Exercise details = Return the Sharpe ratio documentation below in full, reproducing every line without change.

Quoted text =
* Start *

Density, distribution function, quantile function and random generation for the Sharpe ratio distribution with df degrees of freedom (and optional signal-noise-ratio zeta).

Usage

dsr(x, df, zeta, ope, ...)

psr(q, df, zeta, ope, ...)

qsr(p, df, zeta, ope, ...)

rsr(n, df, zeta, ope)

Value

dsr gives the density, psr gives the distribution function, qsr gives the quantile function, and rsr generates random deviates.

Invalid arguments will result in return value NaN with a warning.

Arguments

x, q

vector of quantiles.

df

the number of observations the statistic is based on. This is one more than the number of degrees of freedom in the corresponding t-statistic, although the effect will be small when df is large.

zeta

the 'signal-to-noise' parameter, \(\zeta\) defined as the population mean divided by the population standard deviation, 'annualized'.

ope

the number of observations per 'epoch'. For convenience of interpretation, The Sharpe ratio is typically quoted in 'annualized' units for some epoch, that is, 'per square root epoch', though returns are observed at a frequency of ope per epoch. The default value is 1, meaning the code will not attempt to guess what the observation frequency is, and no annualization adjustments will be made.

...

arguments passed on to the respective t-distribution functions, namely lower.tail with default TRUE, log with default FALSE, and log.p with default FALSE.

p

vector of probabilities.

n

number of observations.

Author

Steven E. Pav shabbychef@gmail.com

Details

Suppose \(x_i\) are \(n\) independent draws of a normal random variable with mean \(\mu\) and variance \(\sigma^2\). Let \(\bar{x}\) be the sample mean, and \(s\) be the sample standard deviation (using Bessel's correction). Let \(c_0\) be the 'risk free rate'. Then $$z = \frac{\bar{x} - c_0}{s}$$ is the (sample) Sharpe ratio.

* End *

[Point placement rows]

* Start *

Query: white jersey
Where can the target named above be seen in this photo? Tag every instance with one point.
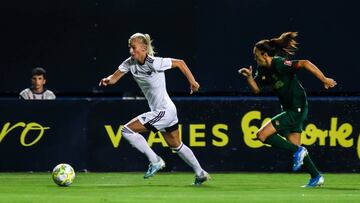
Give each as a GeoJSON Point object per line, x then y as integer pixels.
{"type": "Point", "coordinates": [28, 94]}
{"type": "Point", "coordinates": [151, 79]}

* End *

Result =
Density, distribution function, quantile function and random generation for the Sharpe ratio distribution with df degrees of freedom (and optional signal-noise-ratio zeta).

Usage

dsr(x, df, zeta, ope, ...)

psr(q, df, zeta, ope, ...)

qsr(p, df, zeta, ope, ...)

rsr(n, df, zeta, ope)

Value

dsr gives the density, psr gives the distribution function, qsr gives the quantile function, and rsr generates random deviates.

Invalid arguments will result in return value NaN with a warning.

Arguments

x, q

vector of quantiles.

df

the number of observations the statistic is based on. This is one more than the number of degrees of freedom in the corresponding t-statistic, although the effect will be small when df is large.

zeta

the 'signal-to-noise' parameter, \(\zeta\) defined as the population mean divided by the population standard deviation, 'annualized'.

ope

the number of observations per 'epoch'. For convenience of interpretation, The Sharpe ratio is typically quoted in 'annualized' units for some epoch, that is, 'per square root epoch', though returns are observed at a frequency of ope per epoch. The default value is 1, meaning the code will not attempt to guess what the observation frequency is, and no annualization adjustments will be made.

...

arguments passed on to the respective t-distribution functions, namely lower.tail with default TRUE, log with default FALSE, and log.p with default FALSE.

p

vector of probabilities.

n

number of observations.

Author

Steven E. Pav shabbychef@gmail.com

Details

Suppose \(x_i\) are \(n\) independent draws of a normal random variable with mean \(\mu\) and variance \(\sigma^2\). Let \(\bar{x}\) be the sample mean, and \(s\) be the sample standard deviation (using Bessel's correction). Let \(c_0\) be the 'risk free rate'. Then $$z = \frac{\bar{x} - c_0}{s}$$ is the (sample) Sharpe ratio.